<<<<

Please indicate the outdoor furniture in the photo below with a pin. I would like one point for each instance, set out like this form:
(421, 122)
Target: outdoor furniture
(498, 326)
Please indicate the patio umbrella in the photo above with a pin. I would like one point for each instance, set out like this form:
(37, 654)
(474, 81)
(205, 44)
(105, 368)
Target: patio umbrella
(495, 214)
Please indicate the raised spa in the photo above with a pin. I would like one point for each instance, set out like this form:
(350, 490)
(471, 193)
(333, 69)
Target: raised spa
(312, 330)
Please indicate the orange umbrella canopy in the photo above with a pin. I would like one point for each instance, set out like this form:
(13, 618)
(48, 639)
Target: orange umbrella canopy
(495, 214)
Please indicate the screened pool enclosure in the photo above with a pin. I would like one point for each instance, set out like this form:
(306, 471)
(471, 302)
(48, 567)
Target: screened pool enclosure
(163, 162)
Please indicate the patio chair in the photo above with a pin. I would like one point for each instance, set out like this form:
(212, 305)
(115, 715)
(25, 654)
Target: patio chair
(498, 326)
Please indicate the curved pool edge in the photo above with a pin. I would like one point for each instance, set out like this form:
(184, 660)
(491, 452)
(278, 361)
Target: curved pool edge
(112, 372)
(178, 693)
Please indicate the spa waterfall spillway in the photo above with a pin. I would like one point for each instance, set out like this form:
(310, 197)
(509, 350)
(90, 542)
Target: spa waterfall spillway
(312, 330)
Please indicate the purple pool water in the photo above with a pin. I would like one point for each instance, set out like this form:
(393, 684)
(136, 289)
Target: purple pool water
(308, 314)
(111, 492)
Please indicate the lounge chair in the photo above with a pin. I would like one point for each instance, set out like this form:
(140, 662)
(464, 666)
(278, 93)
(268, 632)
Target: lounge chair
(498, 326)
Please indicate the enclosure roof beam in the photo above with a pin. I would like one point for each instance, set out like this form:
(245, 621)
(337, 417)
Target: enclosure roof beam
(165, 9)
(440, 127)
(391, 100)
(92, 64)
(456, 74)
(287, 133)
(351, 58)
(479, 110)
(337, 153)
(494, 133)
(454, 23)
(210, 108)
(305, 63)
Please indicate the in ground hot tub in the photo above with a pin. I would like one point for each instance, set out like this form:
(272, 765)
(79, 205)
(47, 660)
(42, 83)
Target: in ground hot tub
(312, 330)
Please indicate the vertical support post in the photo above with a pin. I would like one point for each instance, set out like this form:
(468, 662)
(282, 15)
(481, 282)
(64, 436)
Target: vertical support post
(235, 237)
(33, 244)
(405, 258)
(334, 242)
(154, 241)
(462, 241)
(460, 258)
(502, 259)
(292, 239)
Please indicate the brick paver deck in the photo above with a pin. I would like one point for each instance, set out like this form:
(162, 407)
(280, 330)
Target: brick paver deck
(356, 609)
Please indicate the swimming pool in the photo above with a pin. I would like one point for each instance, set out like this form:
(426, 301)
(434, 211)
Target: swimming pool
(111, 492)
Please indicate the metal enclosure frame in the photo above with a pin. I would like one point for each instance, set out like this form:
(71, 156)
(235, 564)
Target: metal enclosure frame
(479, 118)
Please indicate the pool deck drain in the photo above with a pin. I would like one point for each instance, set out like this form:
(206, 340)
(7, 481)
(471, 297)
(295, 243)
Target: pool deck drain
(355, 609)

>>>>

Prompt:
When copying the data above, keep every line exactly as written.

Solved exercise:
Please indicate the outdoor furniture in the photo below with a pin. I would like one point for each instance, set out like this form:
(421, 122)
Target: outdoor furniture
(498, 326)
Please indicate the patio umbrella in the photo above with a pin. I would like one point for each instance, set out like this form:
(37, 654)
(474, 81)
(205, 44)
(105, 368)
Target: patio umbrella
(495, 214)
Please indicate the raised spa in the photo above with a pin. I would like one point for each instance, set out like this form:
(350, 490)
(471, 193)
(333, 69)
Target: raised spa
(312, 330)
Please indicate the orange umbrella canopy in the photo above with a pin. I would like one point for each instance, set out like this form:
(13, 618)
(48, 639)
Target: orange umbrella canopy
(495, 214)
Please indicate the screened pool enclosure in the photo above with a pin. I would like one point for each instance, set out like this form:
(306, 471)
(471, 302)
(48, 567)
Target: screened pool enclosure
(163, 162)
Please indicate the patio chair in the photo above with a pin. I would like one point for each instance, set out like this form:
(212, 305)
(115, 715)
(25, 654)
Target: patio chair
(498, 326)
Please indicate the curved pool edge in the photo above with a pin. I would like one point for each instance, set out like this form:
(184, 660)
(491, 452)
(278, 361)
Target: curved pool edge
(112, 372)
(178, 693)
Please indicate the spa waterfall spillway in the photo above with a pin. I would like one point for each instance, set out like this form:
(310, 197)
(509, 350)
(90, 542)
Target: spa waterfall spillway
(312, 330)
Please indicate the purple pool water in the photo above with a pin. I would like one point for each instance, set out like this form:
(393, 684)
(136, 289)
Target: purple pool water
(308, 314)
(111, 492)
Please indicate the lounge chair in the photo above with a pin. I would like one point for each instance, set out like this form:
(140, 662)
(464, 666)
(278, 93)
(268, 632)
Target: lounge chair
(498, 326)
Please indicate the enclosure roof beam in the photo above with a pin. I would like one point for each instance, set out like this form:
(245, 621)
(337, 417)
Target: enclosure roof beam
(165, 9)
(440, 127)
(391, 100)
(92, 64)
(456, 74)
(287, 133)
(351, 58)
(479, 110)
(337, 153)
(494, 133)
(454, 23)
(210, 108)
(305, 63)
Please indicate the in ground hot tub in the photo above with a pin. I would like one point for each instance, set out like this form:
(272, 765)
(79, 205)
(47, 660)
(42, 83)
Target: in ground hot tub
(312, 330)
Please indicate the vertical support post in the photo above with a pin. I would like one point for each instance, set out like this form:
(468, 662)
(282, 15)
(481, 282)
(64, 436)
Target: vertical support post
(235, 237)
(33, 244)
(405, 258)
(334, 242)
(154, 241)
(462, 241)
(460, 258)
(502, 259)
(292, 239)
Please indicate the brick paver deck in the photo above with a pin. I would like one point for each instance, set out like this form:
(162, 407)
(280, 330)
Target: brick paver deck
(356, 609)
Please indicate the swimming pool in the photo above with a pin. I would like one point for each instance, set out like this form:
(426, 301)
(434, 211)
Target: swimming pool
(111, 492)
Please indicate the metal enclosure frame in the photo above with a pin. I would like one point for each instance, set out like this form:
(71, 156)
(235, 564)
Target: metal enclosure frame
(479, 118)
Please indicate the pool deck drain in the photo above with a pin. I would like one point for each instance, set out like this form:
(206, 340)
(7, 481)
(471, 297)
(295, 243)
Target: pool deck drain
(355, 609)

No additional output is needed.